Schreibe die folgenden Zeilen wortgetreu ab, beginnend mit der Zeile, die „Task: each <instance>“ enthält, und endend mit der Zeile, die „box: [410, 476, 451, 486]“ enthält. Beide Zeilen gehören dazu.
----- Zu prüfende Daten -----
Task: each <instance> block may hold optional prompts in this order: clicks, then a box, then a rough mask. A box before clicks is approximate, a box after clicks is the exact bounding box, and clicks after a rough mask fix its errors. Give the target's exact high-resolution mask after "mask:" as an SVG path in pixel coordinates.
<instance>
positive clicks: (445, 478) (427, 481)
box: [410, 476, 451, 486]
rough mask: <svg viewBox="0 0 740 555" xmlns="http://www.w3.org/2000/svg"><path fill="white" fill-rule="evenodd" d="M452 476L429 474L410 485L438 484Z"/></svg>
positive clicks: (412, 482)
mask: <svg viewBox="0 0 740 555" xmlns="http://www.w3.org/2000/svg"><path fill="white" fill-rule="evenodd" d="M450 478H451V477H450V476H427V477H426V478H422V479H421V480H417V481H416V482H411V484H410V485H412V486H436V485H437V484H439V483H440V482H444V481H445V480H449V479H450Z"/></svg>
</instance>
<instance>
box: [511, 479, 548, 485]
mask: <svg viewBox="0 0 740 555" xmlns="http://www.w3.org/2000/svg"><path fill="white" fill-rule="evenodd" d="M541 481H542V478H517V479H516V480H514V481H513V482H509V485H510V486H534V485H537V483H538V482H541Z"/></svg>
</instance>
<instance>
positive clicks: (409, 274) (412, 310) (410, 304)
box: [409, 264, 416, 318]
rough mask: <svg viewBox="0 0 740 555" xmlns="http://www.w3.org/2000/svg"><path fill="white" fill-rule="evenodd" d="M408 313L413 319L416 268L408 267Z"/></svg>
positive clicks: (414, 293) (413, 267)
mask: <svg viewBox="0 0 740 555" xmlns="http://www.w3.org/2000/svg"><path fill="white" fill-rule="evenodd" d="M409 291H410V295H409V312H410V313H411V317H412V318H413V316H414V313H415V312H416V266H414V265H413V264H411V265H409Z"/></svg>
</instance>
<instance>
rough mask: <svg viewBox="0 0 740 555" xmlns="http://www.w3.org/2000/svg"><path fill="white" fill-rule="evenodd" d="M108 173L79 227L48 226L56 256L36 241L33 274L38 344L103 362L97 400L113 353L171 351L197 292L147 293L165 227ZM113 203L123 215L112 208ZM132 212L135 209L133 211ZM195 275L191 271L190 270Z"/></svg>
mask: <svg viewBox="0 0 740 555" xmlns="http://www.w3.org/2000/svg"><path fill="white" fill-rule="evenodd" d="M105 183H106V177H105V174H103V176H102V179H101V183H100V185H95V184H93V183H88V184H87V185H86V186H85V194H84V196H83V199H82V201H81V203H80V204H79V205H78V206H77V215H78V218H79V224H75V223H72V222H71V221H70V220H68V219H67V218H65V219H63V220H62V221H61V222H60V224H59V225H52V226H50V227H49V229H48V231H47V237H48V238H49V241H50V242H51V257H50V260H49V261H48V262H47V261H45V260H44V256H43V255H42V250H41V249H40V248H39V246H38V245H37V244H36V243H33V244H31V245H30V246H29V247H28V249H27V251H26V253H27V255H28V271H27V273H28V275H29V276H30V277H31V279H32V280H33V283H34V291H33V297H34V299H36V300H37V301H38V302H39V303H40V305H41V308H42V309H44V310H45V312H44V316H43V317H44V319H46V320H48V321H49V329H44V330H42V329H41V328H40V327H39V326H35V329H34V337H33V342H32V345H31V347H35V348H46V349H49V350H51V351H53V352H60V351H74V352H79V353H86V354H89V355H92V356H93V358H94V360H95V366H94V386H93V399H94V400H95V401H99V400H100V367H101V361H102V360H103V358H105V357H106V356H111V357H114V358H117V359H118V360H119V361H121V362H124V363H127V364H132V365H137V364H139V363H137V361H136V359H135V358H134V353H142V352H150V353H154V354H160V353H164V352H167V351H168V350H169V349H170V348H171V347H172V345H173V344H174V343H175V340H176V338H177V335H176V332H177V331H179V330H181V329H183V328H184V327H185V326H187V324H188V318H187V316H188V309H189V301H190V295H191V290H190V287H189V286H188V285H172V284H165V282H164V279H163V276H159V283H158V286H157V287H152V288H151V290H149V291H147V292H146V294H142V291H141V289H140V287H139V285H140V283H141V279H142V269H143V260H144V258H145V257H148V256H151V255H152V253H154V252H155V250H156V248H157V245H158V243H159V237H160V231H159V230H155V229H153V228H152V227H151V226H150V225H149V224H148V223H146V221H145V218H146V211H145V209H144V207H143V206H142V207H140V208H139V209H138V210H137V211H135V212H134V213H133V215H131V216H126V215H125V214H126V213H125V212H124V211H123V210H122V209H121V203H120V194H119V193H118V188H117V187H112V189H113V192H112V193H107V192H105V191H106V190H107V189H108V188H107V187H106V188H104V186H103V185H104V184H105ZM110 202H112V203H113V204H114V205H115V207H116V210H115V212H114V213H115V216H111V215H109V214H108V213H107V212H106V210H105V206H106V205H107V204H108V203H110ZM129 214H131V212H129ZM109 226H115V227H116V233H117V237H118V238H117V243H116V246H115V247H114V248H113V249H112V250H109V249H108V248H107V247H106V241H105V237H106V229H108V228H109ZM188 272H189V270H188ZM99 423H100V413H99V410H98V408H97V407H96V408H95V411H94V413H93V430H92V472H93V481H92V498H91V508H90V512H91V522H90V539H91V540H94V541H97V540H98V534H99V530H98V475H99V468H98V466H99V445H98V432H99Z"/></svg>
-----
----- Zu prüfende Daten -----
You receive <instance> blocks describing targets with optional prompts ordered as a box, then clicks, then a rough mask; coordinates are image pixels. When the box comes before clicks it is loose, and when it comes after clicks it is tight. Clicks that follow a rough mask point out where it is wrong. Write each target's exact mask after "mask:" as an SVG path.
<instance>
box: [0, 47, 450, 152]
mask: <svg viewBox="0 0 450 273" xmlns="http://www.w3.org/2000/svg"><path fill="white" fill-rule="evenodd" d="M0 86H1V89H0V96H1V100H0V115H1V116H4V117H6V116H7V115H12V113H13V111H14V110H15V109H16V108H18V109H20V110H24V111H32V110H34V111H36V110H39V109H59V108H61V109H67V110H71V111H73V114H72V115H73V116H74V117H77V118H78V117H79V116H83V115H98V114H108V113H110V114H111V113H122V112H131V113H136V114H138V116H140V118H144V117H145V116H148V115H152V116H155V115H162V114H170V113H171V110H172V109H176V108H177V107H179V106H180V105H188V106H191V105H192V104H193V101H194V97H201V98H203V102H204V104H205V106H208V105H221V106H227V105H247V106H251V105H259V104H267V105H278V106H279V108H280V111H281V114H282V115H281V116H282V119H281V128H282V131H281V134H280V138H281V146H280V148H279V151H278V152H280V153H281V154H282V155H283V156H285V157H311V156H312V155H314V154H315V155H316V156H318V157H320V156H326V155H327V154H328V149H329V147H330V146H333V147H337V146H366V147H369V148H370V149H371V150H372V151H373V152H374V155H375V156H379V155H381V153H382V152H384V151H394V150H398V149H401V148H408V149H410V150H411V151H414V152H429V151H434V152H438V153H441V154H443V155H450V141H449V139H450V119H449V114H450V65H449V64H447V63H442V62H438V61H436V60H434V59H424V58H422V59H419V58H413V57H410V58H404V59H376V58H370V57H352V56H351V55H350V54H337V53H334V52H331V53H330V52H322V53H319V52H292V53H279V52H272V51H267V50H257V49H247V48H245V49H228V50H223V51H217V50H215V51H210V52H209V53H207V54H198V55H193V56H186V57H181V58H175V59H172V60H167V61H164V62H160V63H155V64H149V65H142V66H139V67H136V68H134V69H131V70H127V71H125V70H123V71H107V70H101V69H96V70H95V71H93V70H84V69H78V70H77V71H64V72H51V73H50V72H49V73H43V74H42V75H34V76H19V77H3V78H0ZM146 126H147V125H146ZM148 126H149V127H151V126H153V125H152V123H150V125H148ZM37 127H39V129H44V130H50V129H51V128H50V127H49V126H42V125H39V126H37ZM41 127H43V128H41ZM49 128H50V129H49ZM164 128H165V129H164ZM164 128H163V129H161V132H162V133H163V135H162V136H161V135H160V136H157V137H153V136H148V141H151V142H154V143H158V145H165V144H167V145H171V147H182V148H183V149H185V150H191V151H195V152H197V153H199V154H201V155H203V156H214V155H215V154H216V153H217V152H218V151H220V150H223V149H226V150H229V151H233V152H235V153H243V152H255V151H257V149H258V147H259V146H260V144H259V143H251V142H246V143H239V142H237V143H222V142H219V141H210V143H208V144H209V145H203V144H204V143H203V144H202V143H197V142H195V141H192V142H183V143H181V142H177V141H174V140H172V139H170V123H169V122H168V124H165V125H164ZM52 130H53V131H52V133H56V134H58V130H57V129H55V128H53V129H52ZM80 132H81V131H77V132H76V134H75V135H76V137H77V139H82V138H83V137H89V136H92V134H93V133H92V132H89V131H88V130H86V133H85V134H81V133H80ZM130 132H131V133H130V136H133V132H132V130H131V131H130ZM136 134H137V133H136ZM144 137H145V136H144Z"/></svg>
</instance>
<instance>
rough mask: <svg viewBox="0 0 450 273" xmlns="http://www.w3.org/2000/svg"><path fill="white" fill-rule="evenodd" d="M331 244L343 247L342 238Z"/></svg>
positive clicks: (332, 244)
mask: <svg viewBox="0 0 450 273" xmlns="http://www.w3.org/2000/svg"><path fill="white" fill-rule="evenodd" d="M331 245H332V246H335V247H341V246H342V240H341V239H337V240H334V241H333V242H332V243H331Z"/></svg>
-----
■ Lösung siehe unten ■
Task: each <instance> block may hold optional prompts in this order: clicks, then a box, then a rough mask. A box before clicks is approximate, a box after clicks is the exact bounding box, and clicks after a rough mask fix its errors. Give the target's exact high-resolution mask after "mask:" as an SVG path in pixel coordinates.
<instance>
positive clicks: (445, 478) (427, 481)
box: [410, 476, 451, 486]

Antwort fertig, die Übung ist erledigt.